* Ejercicio planteado: Transcribe sin cambios el pasaje del texto sobre María que figura más abajo, comenzando en "Un día le habían" y continuando hasta "qué está allí.".

━━━ Fragmento de página ━━━

María
un día dijo sí y se había puesto en camino, ahora en silencio baja del Gólgota
y en el silencio de la espera de la resurrección estará siempre en camino al
lado de sus hijos
El Gólgota se
había quedado en silencio. Poco a poco habían ido abandonando el lugar aquellos
que tanto habían luchado por quitarlo de en medio, su obra estaba consumada, o así
lo pensaban; los curiosos desaparecieron como por encanto porque se había
acabado el espectáculo; los soldado encargados de ejecutar la sentencia
cumplían sus últimos requisitos, pero un pequeño grupo se arremolinaba a los
pies de la cruz, y pronto descenderían en cortejo buscando la tumba nueva que
el bueno de José de Aritmatea había facilitado; él se había encargado de pedir
el cuerpo de Jesús y con aromas que Nicodemo también había facilitado cubrieron
los ritos fundamentales para el enterramiento.
La piedra
había sido rodada, Juan que había recibido a Maria como madre la llevó consigo
buscando un lugar de descanso, ¿acaso el cenáculo donde se habían refugiado el
resto de los discípulos? Había también probabilidades de que fueran unos
parientes más o menos cercanos de María, dada su disponibilidad para facilitar
el lugar. Reinaba el silencio en el ambiente como no podía ser de otra manera.
Momentos en
que nos quedamos en blanco; momentos en que se agolpan los recuerdos; momentos
en que no sabemos ni qué pensar, ni qué decir. El dolor de una madre era grande.
Un día le habían anunciado que una espada traspasaría su alma, pero no se podía
pensar que fuera un dolor tan intenso. Pero María había estado allí; a su
encuentro había salido cuando llegaron las noticias de cuanto sucedía en
aquella calle que se quedaría para siempre con el nombre de la amargura. Pero
el verbo que se utiliza para hablarnos de la presencia de María nos habla de
firmeza, de entereza; no era la presencia de quien se desmorona, aunque la imaginería
abunde en gestos desgarradores, sino la presencia de quien sabe qué hace allí,
por qué está allí.
Un día María
había dicho sí y se había puesto en camino. Su disponibilidad había sido total,
porque se consideraba tan pequeña como una esclava que tiene que hacer lo que
le manden, pero ella con toda la disponibilidad de un corazón que saber amar
había comenzado a subir los peldaños. Camino errante en búsqueda de donde
servir, caminos de vacío y de pobreza como para no tener ni siquiera una posada
que la acogiera en los momentos que iba a traer al mundo una vida, soledades de
noches frías a la intemperie porque poco calor podían dar las paredes de un establo,
caminos de huida que se convertían en destierro, caminos y caminos llenos de
soledades, de vacíos y de silencios cuando te quitan de tu lado lo que más
amabas como los que ahora desgarraban su corazón. Pero ella había dicho y se
había puesto en camino.

━━━ Registros proporcionados ━━━

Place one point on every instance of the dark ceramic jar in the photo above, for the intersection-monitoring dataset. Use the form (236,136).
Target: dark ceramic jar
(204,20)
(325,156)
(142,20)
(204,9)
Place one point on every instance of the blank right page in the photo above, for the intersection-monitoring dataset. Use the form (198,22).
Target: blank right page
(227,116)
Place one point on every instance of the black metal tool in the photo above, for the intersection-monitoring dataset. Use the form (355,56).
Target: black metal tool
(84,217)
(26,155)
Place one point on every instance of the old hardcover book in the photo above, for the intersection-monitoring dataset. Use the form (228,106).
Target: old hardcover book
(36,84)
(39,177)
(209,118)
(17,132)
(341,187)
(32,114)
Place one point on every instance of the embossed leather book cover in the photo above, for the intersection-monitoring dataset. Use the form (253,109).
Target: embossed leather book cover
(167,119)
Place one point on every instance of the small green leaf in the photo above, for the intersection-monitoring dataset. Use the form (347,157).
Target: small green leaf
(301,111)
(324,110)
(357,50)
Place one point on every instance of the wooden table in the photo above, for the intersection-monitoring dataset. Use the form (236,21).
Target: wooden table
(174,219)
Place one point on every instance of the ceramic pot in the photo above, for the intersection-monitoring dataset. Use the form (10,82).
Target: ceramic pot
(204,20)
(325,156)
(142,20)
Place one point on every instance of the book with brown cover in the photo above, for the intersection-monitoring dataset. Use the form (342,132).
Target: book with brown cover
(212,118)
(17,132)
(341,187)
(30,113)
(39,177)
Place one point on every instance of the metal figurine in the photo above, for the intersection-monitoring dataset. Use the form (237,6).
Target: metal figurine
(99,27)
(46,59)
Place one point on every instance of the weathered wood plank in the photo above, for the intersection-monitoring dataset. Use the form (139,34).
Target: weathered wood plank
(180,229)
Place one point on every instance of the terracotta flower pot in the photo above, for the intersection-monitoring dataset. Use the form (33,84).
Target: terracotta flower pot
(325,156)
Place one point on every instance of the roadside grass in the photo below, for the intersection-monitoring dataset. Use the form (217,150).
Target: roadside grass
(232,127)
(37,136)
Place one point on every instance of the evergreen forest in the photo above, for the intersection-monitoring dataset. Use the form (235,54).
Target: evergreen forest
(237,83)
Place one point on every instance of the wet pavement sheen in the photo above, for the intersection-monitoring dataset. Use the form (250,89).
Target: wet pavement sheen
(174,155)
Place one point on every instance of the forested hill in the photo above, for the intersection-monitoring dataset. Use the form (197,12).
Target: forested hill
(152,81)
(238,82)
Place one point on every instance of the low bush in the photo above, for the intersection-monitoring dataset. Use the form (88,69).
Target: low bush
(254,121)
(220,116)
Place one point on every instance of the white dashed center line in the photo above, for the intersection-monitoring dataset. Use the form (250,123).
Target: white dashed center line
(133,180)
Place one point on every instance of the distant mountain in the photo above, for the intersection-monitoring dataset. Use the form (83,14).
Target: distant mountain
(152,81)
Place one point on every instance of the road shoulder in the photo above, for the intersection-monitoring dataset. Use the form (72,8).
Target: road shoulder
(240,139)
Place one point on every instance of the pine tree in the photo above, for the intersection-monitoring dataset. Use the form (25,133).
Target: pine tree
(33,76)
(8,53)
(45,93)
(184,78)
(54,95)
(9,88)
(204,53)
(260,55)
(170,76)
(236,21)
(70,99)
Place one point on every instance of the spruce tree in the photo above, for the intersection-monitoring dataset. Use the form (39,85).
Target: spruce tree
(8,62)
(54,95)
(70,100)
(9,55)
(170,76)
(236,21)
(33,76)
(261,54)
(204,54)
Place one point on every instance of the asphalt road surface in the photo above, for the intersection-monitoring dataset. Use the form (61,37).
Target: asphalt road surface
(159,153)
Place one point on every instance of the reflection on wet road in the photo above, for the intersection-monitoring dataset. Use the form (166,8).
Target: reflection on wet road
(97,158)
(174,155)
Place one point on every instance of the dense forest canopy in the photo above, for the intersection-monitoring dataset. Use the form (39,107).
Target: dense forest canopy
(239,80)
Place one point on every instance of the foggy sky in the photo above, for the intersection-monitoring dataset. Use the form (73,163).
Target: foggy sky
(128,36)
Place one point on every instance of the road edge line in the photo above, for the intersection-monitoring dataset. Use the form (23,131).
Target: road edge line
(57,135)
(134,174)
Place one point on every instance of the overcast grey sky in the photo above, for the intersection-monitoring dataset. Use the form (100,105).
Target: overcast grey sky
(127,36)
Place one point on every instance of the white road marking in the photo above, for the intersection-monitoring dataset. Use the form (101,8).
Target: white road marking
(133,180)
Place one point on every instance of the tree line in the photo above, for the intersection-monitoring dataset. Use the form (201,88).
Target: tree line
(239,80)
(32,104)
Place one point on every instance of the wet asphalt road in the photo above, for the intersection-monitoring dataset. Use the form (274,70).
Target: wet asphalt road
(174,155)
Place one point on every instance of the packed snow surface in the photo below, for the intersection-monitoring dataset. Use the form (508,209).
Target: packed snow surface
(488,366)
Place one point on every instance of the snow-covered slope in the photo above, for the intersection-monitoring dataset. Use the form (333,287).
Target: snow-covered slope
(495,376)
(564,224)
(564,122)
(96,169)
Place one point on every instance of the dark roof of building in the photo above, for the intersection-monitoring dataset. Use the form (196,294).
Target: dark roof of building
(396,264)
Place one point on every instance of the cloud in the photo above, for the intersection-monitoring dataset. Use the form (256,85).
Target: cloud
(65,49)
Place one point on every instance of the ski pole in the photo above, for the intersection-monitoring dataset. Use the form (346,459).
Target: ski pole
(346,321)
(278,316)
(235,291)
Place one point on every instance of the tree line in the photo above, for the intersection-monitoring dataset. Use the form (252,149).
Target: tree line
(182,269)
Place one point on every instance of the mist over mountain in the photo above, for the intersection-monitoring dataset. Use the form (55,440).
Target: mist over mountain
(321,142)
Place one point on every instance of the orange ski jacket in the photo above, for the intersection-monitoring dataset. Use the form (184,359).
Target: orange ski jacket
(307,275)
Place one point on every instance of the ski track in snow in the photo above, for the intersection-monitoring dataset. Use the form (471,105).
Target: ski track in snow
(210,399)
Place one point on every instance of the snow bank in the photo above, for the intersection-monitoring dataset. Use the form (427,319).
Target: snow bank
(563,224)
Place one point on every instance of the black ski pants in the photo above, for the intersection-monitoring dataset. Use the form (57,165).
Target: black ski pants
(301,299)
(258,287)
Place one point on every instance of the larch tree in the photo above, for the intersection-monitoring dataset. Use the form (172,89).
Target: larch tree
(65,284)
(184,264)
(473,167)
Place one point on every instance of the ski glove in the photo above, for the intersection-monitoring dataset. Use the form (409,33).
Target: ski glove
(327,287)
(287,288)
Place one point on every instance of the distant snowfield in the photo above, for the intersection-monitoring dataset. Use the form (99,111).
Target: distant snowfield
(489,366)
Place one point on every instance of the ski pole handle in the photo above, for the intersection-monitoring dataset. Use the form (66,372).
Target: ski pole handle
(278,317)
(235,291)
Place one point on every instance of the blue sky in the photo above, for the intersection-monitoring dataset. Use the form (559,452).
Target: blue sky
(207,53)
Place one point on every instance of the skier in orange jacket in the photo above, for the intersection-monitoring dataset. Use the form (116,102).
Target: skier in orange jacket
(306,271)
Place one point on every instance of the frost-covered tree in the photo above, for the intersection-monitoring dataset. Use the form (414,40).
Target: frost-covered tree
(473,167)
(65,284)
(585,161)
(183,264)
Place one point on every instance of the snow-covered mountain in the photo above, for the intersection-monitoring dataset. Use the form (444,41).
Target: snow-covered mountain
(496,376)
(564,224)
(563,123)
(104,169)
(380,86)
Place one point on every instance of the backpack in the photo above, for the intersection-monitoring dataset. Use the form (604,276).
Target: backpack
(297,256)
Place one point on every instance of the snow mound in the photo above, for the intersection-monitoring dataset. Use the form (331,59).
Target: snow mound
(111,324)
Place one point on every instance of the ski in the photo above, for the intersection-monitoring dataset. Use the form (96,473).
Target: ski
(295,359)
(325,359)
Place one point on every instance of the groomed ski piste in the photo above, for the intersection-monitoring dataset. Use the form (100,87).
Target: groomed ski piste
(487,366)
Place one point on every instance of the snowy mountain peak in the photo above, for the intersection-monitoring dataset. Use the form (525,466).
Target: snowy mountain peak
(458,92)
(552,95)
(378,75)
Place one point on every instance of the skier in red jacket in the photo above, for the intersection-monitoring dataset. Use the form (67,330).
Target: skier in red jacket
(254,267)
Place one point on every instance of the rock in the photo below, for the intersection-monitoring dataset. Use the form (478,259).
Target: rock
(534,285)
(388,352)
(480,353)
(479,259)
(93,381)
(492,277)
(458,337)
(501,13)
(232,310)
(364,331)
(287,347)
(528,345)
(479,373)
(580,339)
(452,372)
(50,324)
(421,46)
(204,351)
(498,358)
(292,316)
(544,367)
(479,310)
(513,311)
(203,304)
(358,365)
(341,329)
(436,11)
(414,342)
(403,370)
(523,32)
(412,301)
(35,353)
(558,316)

━━━

* La respuesta:
Un día le habían anunciado que una espada traspasaría su alma, pero no se podía
pensar que fuera un dolor tan intenso. Pero María había estado allí; a su
encuentro había salido cuando llegaron las noticias de cuanto sucedía en
aquella calle que se quedaría para siempre con el nombre de la amargura. Pero
el verbo que se utiliza para hablarnos de la presencia de María nos habla de
firmeza, de entereza; no era la presencia de quien se desmorona, aunque la imaginería
abunde en gestos desgarradores, sino la presencia de quien sabe qué hace allí,
por qué está allí.